=== Begin Enclosure ===

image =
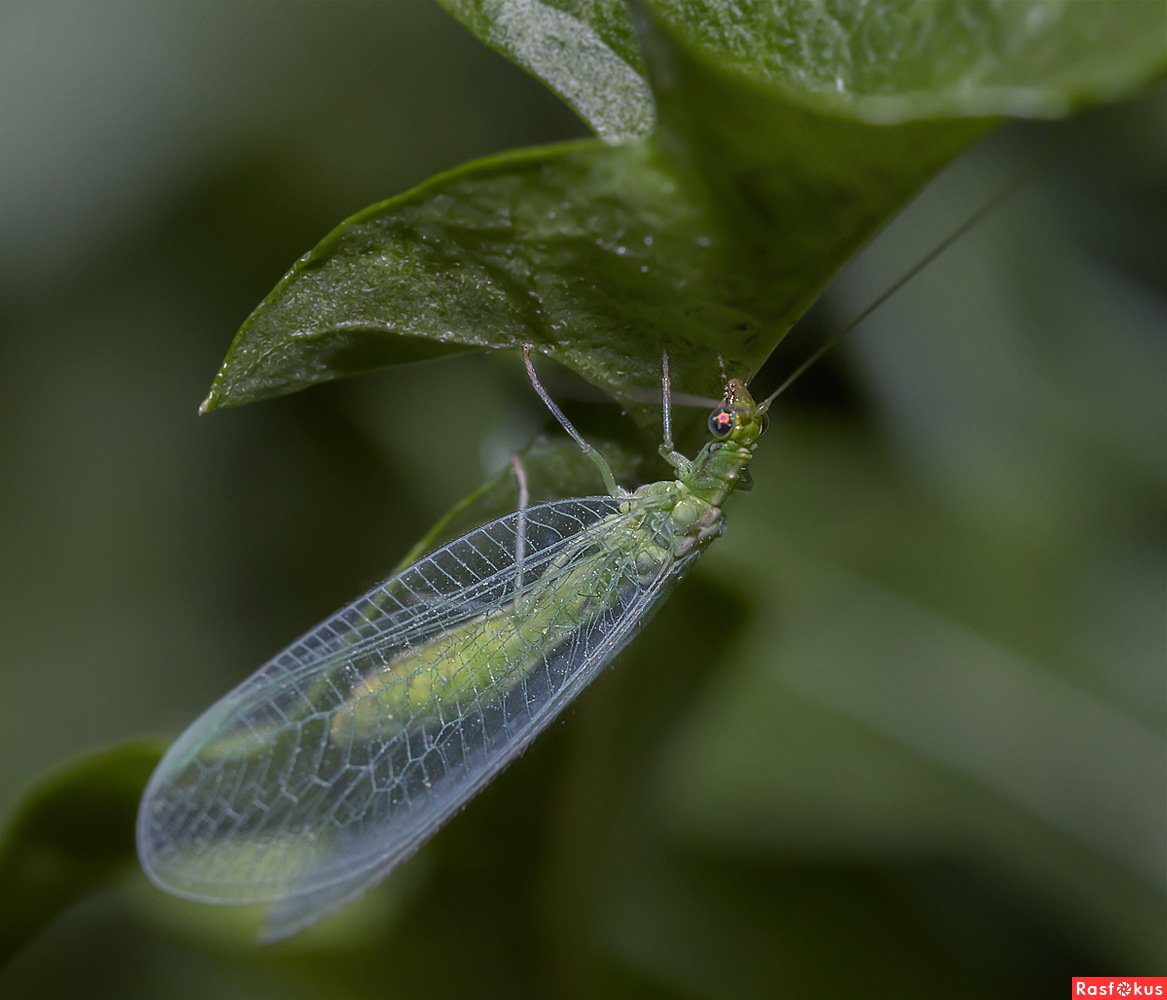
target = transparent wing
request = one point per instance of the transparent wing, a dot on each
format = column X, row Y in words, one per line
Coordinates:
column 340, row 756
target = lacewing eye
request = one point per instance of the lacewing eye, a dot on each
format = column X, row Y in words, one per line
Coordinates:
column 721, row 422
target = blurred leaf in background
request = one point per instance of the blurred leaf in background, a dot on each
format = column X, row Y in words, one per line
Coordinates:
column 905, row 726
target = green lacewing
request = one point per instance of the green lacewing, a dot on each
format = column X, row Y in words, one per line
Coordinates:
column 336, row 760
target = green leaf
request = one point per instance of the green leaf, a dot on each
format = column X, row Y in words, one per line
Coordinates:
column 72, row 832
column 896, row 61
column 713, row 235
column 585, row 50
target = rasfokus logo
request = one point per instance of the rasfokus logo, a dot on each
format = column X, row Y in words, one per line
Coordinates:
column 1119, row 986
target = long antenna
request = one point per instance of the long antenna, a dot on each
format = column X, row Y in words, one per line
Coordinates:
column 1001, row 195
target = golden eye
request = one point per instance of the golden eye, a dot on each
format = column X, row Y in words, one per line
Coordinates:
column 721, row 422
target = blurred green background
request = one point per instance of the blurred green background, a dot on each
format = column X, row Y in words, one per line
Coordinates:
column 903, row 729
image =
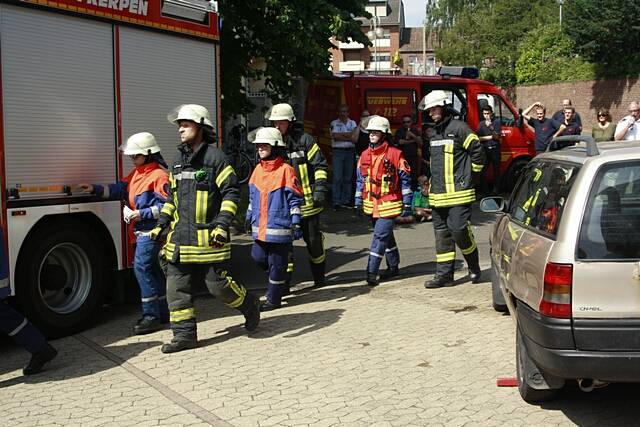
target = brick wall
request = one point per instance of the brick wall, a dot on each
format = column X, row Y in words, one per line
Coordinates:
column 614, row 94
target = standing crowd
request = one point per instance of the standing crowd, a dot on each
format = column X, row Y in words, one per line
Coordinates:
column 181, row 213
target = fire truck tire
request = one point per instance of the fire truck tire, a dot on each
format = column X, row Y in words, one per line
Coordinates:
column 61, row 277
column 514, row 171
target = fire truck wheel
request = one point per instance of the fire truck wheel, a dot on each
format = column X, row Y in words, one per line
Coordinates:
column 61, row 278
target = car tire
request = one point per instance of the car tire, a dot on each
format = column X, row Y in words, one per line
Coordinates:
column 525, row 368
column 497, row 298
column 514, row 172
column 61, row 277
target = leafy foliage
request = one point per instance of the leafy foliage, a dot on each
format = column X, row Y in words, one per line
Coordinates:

=== End Enclosure ===

Work to be completed: All the lines above are to be given again exactly as they read, with the pictures removed.

Task output:
image =
target = transparent wing
request = one point per instance of the transparent wing, a dot on each
format = column X, row Y in words, one per line
Coordinates:
column 340, row 756
target = lacewing eye
request = one point per instance of the lacewing eye, a dot on each
format = column X, row Y in words, one per line
Coordinates:
column 721, row 422
target = blurred leaf in background
request = one point per instance of the blurred leaf in background, a dot on each
format = column X, row Y in words, one per line
Coordinates:
column 905, row 726
target = green lacewing
request = one point per instance of the green lacewing, a dot on each
format = column X, row Y in words, one per line
Coordinates:
column 336, row 760
target = green leaf
request = one point per instance of the green leaf, a dot on each
format = column X, row Y in words, one per line
Coordinates:
column 72, row 832
column 896, row 61
column 713, row 235
column 585, row 50
target = rasfokus logo
request = one point per instance of the rasfokus logo, a dot on each
format = column X, row Y in words, one per line
Coordinates:
column 1119, row 986
target = long antenna
request = one point per instance of the long antenna, a dot on each
format = column X, row Y in words, one per line
Coordinates:
column 1001, row 195
target = golden eye
request = one point per instance of the golden eye, a dot on each
format = column X, row Y in words, one per line
Coordinates:
column 721, row 422
target = blurred green background
request = one point per instance of the blurred green background, a dot on each
format = column X, row Y in words, one per line
Coordinates:
column 903, row 729
image =
target = brick wall
request = one point per instance of the brick wall, a dot on each
format = column X, row Y in words, one per line
Coordinates:
column 614, row 94
target = standing crowd
request = one point per instance of the standing crowd, a dot on each
format = column X, row Y in words, one per line
Coordinates:
column 181, row 213
target = fire truck tire
request = one point per instance of the fire truck tire, a dot on each
format = column X, row Y in words, one per line
Coordinates:
column 61, row 277
column 514, row 171
target = fire truck wheel
request = one point per instance of the fire truck wheel, a dot on each
format = column X, row Y in words, one per line
Coordinates:
column 61, row 278
target = car tire
request = one point per instance of the car tire, a dot on each
format = column X, row Y in words, one per line
Coordinates:
column 525, row 368
column 497, row 298
column 514, row 172
column 61, row 277
target = leafy foliage
request = one point per instance of the leafy foliage, a dot on each
format = column X, row Y in words, one per line
Coordinates:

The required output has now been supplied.